**PROBLEM SET**
(1) Set down the stretch of the article on finding referral partners from "If your profile" through "connecting with you?", word for word.
(2) Answer these questions using the article on finding referral partners:
(a) Once you have another professional's contact details, where does the article suggest adding them?
(b) According to the survey the article cites, how many registered LinkedIn users are there in Australia?
(c) What does the article say clients and other professionals use LinkedIn as?
(3) Write what comes next in the article on using LinkedIn to find referral partners, picking up after its final sentence.

**DOCUMENT EXTRACT**

^^^^

We all know it’s a good idea to build up a list of great professionals that we can confidently refer our clients to, but we also want to ensure we don’t end up with egg on our face if they don’t a good job.
So, what should we do when clients ask for professional referrals and we don’t know enough people to help them?
Be choosy with your referrals
Don’t just pick someone because they are local or because they seem like a nice person. Find out what they offer that makes them unique, especially when there are so many others like them out there. Take the time to get to know more about them for yourself first.
Where do you find great referral partners?
Traditional sources such as local or industry networking events and word of mouth all still work well. If you are out there actively networking in and around your industry, you’re bound to meet people that you’ll be happy to refer your clients to. Also, keep an eye out for other professionals your clients may already be working with. You’ll get a good idea of their specialties and working styles, so, if you like what they do, ask for their contact details and add them to your ‘little black book’ of referral partners.
But, there’s another option you might be underutilising or not using at all, and that is LinkedIn.
LinkedIn is a networking goldmine
According to the Social Media Statistics Australia – May 2018 survey compiled by Social Media News, there are over 8 million registered LinkedIn users in Australia with roughly 4,400,000 users active each month. True, that’s less than Facebook’s 15,000,000 Australian active monthly users, but LinkedIn has always focused on bringing professionals together and helping them to make meaningful connections. So, why not leverage that?
LinkedIn is far more than just being a place to post your CV or to follow what Richard Branson and Elon Musk are up to, though. You can use it to build your own extensive network of quality contacts in your industry plus others. That is if you use it effectively.
Networking is always a two-way street. Just as you seek others, others will be seeking people like you, so you need to do everything you can to make sure those connections happen.
Stay active and get noticed
Here’s the thing, your clients and other professionals use LinkedIn as a search directory, so you need to make your personal and business brand stand out. They want to know more about you and what you can do for them. Do you have the skills and experience to help them? Will you be focused on their needs?
If your profile hasn’t been updated in years and doesn’t have a professional head shot of you, your profile page will be an indistinguishable drop in the ocean. If someone does happen to come upon your profile and it’s in that state, why would they bother connecting with you?

^^^^

**EXTRACTED INFORMATION**
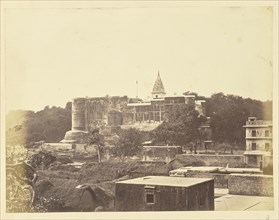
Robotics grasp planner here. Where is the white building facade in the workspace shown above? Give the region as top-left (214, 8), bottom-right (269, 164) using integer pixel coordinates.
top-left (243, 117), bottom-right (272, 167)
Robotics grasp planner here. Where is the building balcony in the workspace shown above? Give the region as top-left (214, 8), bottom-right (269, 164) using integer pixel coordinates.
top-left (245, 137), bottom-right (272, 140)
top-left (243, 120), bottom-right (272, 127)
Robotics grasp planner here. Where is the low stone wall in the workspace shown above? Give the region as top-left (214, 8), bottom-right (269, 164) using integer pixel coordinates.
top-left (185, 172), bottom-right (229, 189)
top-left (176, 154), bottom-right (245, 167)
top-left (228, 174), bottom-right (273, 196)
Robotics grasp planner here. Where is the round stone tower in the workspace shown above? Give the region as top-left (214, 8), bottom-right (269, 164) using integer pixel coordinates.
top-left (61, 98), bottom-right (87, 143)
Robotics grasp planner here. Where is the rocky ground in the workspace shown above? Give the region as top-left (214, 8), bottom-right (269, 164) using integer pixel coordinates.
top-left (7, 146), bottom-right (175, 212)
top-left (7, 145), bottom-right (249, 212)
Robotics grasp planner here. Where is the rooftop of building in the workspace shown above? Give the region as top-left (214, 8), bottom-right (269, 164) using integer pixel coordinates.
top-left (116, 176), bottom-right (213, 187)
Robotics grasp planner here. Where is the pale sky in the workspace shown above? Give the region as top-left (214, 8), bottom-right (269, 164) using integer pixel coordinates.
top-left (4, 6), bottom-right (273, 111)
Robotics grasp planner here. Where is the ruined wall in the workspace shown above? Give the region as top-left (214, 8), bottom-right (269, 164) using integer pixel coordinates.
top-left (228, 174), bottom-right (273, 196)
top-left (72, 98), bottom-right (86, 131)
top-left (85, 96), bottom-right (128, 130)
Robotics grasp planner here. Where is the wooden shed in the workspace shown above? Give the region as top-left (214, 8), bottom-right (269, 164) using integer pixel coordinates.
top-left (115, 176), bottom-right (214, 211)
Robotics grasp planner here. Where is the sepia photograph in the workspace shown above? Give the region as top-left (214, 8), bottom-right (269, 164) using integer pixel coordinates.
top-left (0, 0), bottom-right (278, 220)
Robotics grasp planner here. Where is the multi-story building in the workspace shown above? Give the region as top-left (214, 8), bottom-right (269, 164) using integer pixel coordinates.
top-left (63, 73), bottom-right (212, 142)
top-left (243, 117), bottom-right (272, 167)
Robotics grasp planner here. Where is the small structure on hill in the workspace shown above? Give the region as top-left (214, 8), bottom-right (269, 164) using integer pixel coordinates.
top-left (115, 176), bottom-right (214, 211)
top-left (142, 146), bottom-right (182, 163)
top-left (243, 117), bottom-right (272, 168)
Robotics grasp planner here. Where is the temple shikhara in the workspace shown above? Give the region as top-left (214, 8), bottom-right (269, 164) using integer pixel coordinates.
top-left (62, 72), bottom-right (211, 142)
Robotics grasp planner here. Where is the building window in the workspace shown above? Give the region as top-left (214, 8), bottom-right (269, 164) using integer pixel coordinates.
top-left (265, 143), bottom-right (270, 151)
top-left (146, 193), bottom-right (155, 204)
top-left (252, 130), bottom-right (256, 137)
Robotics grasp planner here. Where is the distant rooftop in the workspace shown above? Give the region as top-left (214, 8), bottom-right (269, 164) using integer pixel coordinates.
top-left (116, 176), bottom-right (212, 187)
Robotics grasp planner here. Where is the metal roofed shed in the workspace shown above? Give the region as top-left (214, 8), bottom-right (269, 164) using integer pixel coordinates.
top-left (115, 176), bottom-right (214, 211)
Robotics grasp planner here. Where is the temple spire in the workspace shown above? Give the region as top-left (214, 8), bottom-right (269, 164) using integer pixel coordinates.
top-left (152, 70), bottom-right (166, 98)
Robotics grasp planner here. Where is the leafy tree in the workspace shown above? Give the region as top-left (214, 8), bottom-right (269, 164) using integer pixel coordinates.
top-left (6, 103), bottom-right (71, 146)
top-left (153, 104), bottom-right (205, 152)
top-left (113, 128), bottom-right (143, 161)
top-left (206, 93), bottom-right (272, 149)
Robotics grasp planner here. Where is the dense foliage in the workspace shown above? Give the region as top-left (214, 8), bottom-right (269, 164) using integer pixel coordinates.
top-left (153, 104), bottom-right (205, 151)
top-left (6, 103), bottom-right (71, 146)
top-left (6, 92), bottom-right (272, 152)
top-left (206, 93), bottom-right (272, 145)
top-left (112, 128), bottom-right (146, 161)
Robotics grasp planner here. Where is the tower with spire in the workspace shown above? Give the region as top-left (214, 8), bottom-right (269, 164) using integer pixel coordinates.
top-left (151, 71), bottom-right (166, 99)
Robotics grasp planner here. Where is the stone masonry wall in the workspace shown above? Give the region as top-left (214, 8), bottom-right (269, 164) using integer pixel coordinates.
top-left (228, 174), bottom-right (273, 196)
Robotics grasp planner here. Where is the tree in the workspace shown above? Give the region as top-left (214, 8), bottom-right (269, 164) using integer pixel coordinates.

^^^^

**THE ANSWERS**
(1)
If your profile hasn’t been updated in years and doesn’t have a professional head shot of you, your profile page will be an indistinguishable drop in the ocean. If someone does happen to come upon your profile and it’s in that state, why would they bother connecting with you?

(2)
(a) To your "little black book" of referral partners.
(b) Over 8 million.
(c) A search directory.

(3)
Here are our top tips for growing your connections through LinkedIn.
Get your personal profile right
As we’ve mentioned, a professional photo of you and an up-to-date profile page are a must, but that’s just the starting point. You also need to ensure you talk less about all the great things that you’ve done and more about how you have helped other people. What did you do that made a difference?
Recommendations at the end of your profile page can help others make the decision to connect with you. Don’t be afraid to ask people you trust to write a recommendation for you and be prepared to give them freely to others.
For more on this, check out the Talented Ladies Club article, Seven Simple Rules for a Perfect LinkedIn Profile.
Create a page for your company
Company pages can be set up to showcase the work of you and your team. Ensure each team member has their own up to date profile page so they can then link it to the company page.
Learn how to do this on the LinkedIn resource page Creating a LinkedIn Company Page.
Join professional groups in your industry plus related ones.
For Australian finance professionals, these could include:
- Bookkeeping Institute Australia
- Chartered Accountants Australia and New Zealand
- or, groups based on locality, such as the Melbourne (Australia) professional network.
LinkedIn has a handy Groups Directory to help you discover groups you may like to join.
Don’t just join these groups and do nothing, though. Get in there and start having conversations. Introduce yourself and offer genuine help to others when you can.
As you start building rapport with people, you can keep them in mind for the next time someone asks you for referrals and you can be more confident that your trust will be well-placed.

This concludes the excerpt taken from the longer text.